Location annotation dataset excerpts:

##########

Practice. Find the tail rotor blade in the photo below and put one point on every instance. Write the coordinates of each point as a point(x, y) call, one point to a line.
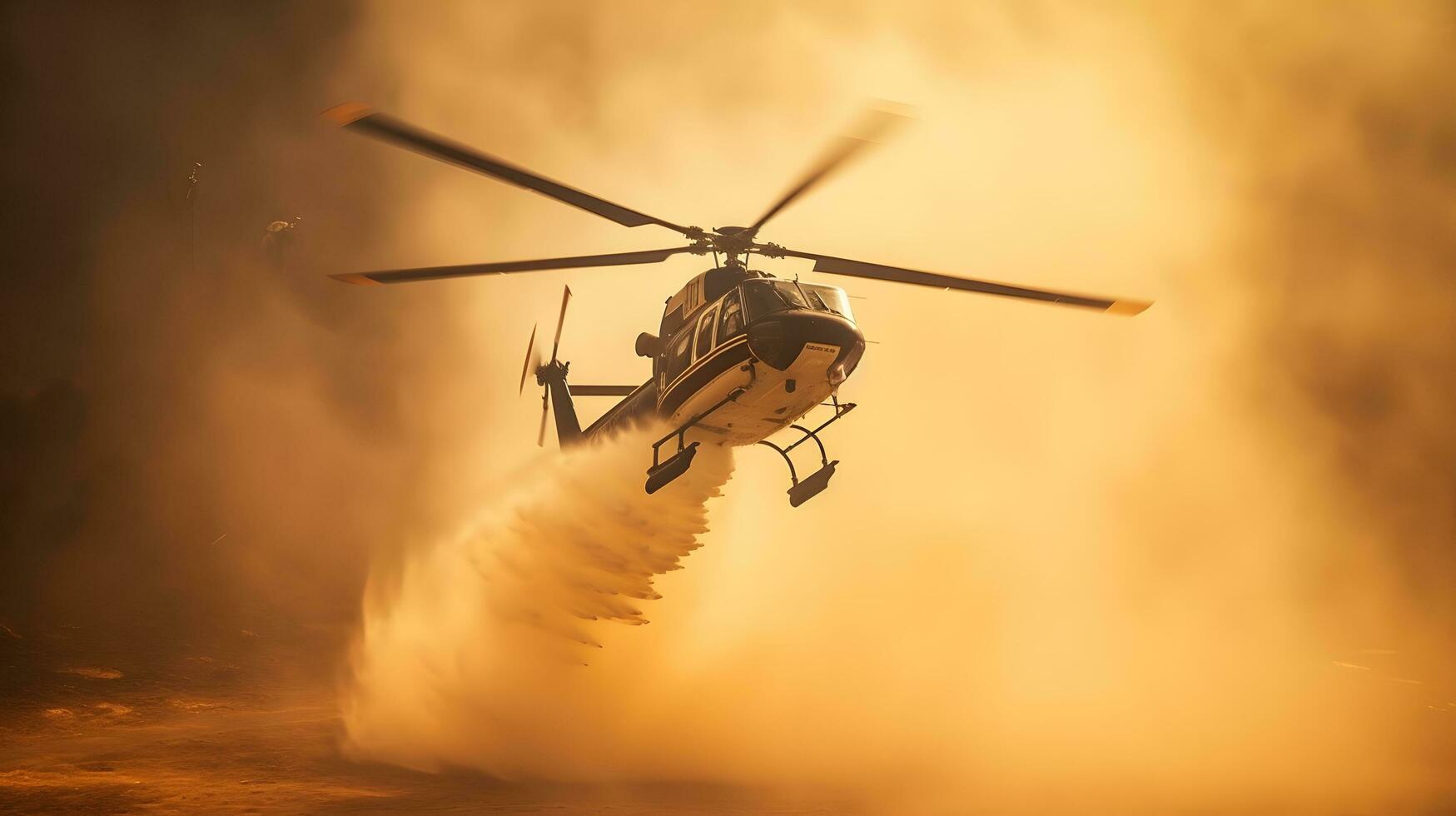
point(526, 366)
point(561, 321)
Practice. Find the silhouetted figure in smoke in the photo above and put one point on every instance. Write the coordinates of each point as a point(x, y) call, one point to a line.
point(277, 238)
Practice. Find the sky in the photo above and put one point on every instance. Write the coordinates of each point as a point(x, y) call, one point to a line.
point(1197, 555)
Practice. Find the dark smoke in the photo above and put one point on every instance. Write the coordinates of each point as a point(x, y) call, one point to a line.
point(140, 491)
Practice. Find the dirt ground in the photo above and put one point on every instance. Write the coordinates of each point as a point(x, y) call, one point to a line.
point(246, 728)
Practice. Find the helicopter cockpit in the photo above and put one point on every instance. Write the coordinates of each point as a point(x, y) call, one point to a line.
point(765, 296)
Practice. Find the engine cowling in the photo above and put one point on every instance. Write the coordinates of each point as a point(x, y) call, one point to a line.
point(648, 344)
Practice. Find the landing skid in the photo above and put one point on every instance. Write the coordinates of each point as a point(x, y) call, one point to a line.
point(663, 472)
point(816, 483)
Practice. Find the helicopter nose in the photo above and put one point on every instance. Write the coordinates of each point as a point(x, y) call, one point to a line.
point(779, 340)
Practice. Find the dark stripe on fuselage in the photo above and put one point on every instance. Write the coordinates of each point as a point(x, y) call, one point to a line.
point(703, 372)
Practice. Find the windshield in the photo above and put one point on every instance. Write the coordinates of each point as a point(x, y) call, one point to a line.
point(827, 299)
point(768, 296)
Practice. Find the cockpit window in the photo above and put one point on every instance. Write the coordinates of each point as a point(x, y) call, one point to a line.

##########

Exercise instructions » Could you rewrite all of the records above with "helicopter" replaced by "aircraft" and everything else left unchanged, omitting the pictures?

Solution to this task »
Practice. Find the tail rotor blade in the photo below and put one point on every instance. Write the coordinates of each point as a point(x, y) call, one point to a line.
point(526, 366)
point(561, 321)
Practice. Find the silhouetted figure in smoke in the photo above and put one point on every instance. Write the coordinates of each point as a point(x, y) call, one point to a line.
point(277, 238)
Practice. Find the sky in the photo above and put one point on every instance. Write the coordinates of each point as a point(x, y) call, one point to a line.
point(1197, 555)
Practice. Find the dark smoke in the photo above and put one point on every instance. Write the coordinates of each point as a point(x, y) call, one point to a line.
point(140, 491)
Practice. Find the dirt ground in the photo above and put one point on every instance. Write the coordinates of each point as a point(x, y) call, one point to a line.
point(246, 728)
Practice. Find the aircraft cockpit in the photo above and put one point on every instance. Write the coordinates of each point as a point(x, y) call, one point to a line.
point(765, 296)
Practice. Find the engine cowling in the photo above and put one point on every instance. Write the coordinates of each point as a point(x, y) call, one point to a line.
point(648, 344)
Practice. Find the landing skid in the photo above and put one point on every instance. Write the coordinates of each point as a point(x, y) call, one point to a line.
point(663, 472)
point(816, 483)
Practice. Find the aircraft nose in the photo above and put one point on every instance. Write the coordinates of each point as a point(x, y) call, one point to a line.
point(779, 340)
Practice. Find the dark stripe on fuselage in the photo above and put one point on every instance. Write the coordinates of each point as a point(x, y) call, one point to a line.
point(703, 372)
Practice. Find the windshield in the photo above and put one point on every instance. Write the coordinates of each point as a point(x, y) call, one point to a line.
point(827, 299)
point(768, 296)
Practice. Find the cockpit window in the photo above and put one point on every instance. Write the coordinates of each point as a point(x, y) call, one point to a line.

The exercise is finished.